▶ **TEXTE À LIRE**:
Enfin Jacques Audiard fait un film non violent… Merde. Je crois que j’ai parlé trop vite.

Et la palme d’or fut…une surprise. Personne ne l’attendait celle-là. Et bien évidemment, il ya polémique, pour ne pas changer. Audiard restant Audiard, il fait parler. Et on fait parler son film, on y voit à peu près ce qu’on veut. On veut y voir ce qu’on veut. On a oublié qu’il est avant tout un styliste, qui taille à grands coups de hache. Cinéma abrupt, vision tranchante, souvent en porte à faux, sincère ou pas, on ne sait jamais sur quel pied danser, même si on admire son aisance technique, sa pâte graphique, on a parfois tendance à le perdre en route. D’où la tentation de prendre tout au premier degré, comme dans Dheepan. 

Alors un film en sanscrit sous-titré on a. Une histoire de migration rocambolesque, l’aventure d’une famille constituée de toutes pièces, fausse. La guerre et le deuil débutent le film. Dheepan sort de l’Enfer, et veut son petit coin de paradis. Il se crée une famille avec une fausse femme, et une fausse fille, (c’est plus facile pour avoir les papiers), et se retrouve gardien dans une banlieue hexagonale. Pour lui qui n’a rien, c’est le paradis, ou plutôt le rêve. Tout est vrai, mais faux. Même sa femme factice lui fait comprendre qu’il déraille, il fait son film, et prend ses désirs pour la réalité. Mais, le rêve semble plus fort que la fiction. Conflit. Elle voulait rejoindre sa famille en Angleterre, lui fait table rase du passé, (qui va le rattraper), et veut rester ici.

▶ **ACTIONS À MENER**:
**a.** Traduisez en anglais cette phrase de la critique de Dheepan : « La guerre et le deuil débutent le film. »
**b.** Poursuivez la critique de Dheepan à la suite de sa dernière phrase.

▶ **LIGNES EXTRAITES**:
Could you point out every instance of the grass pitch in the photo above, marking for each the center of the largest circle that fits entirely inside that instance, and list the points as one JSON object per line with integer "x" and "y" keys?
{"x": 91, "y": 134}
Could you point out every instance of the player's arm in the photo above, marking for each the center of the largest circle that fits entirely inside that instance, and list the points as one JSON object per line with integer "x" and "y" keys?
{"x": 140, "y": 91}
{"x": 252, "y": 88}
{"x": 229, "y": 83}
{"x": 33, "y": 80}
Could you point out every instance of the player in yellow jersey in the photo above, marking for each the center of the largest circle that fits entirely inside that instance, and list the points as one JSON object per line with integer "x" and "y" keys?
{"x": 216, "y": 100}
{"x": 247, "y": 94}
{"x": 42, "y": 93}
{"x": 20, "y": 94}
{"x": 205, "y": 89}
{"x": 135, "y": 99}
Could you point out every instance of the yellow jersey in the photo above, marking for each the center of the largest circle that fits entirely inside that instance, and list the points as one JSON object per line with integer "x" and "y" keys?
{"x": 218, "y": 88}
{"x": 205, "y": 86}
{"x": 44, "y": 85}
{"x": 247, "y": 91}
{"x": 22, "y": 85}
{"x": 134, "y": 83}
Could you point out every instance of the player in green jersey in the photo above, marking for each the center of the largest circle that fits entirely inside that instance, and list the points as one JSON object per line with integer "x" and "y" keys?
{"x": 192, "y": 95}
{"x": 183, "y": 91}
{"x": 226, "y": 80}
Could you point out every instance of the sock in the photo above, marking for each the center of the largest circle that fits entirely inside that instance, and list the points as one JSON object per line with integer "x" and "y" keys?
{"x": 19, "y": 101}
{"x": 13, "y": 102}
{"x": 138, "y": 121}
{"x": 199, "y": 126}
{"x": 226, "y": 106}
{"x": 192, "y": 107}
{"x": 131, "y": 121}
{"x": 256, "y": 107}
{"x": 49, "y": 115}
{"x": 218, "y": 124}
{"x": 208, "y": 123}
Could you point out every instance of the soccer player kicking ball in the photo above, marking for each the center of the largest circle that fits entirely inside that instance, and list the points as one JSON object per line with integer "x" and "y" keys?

▶ **RÉPONSES AUX CONSIGNES**:
**a.** War and grief open the film.

**b.**
Ce film est compliqué, et est a plusieurs de niveaux de narration, beaucoup de choses se bousculent, ou sont évoquées. Vu certaines critiques assassines, je m’attendais à beaucoup plus violent, connaissant le personnage et son cinéma. Là, je vois un film mature, très calme, en apparence. Je vois un quartier banal, des problèmes de banlieue comme il y en a partout. Des jeunes qui trafiquent ? Y a ça partout. De la débrouille, des petits trafics, la survie. Un immeuble massif, éléphantesque, immobile, tout carré, comme un cube, ou une cage à poules. Et Dheepan se met en tête de réparer les petits bobos, et essaye de s’intégrer, petit à petit. Beaucoup de spectateurs se sont facilités la tâche en se dépêchant de voir un mauvais film qui « critique » la banlieue ?? Les mêmes qui vont sûrement encenser Scorsese ou Tarentino (entre autres), pour exactement les mêmes raisons.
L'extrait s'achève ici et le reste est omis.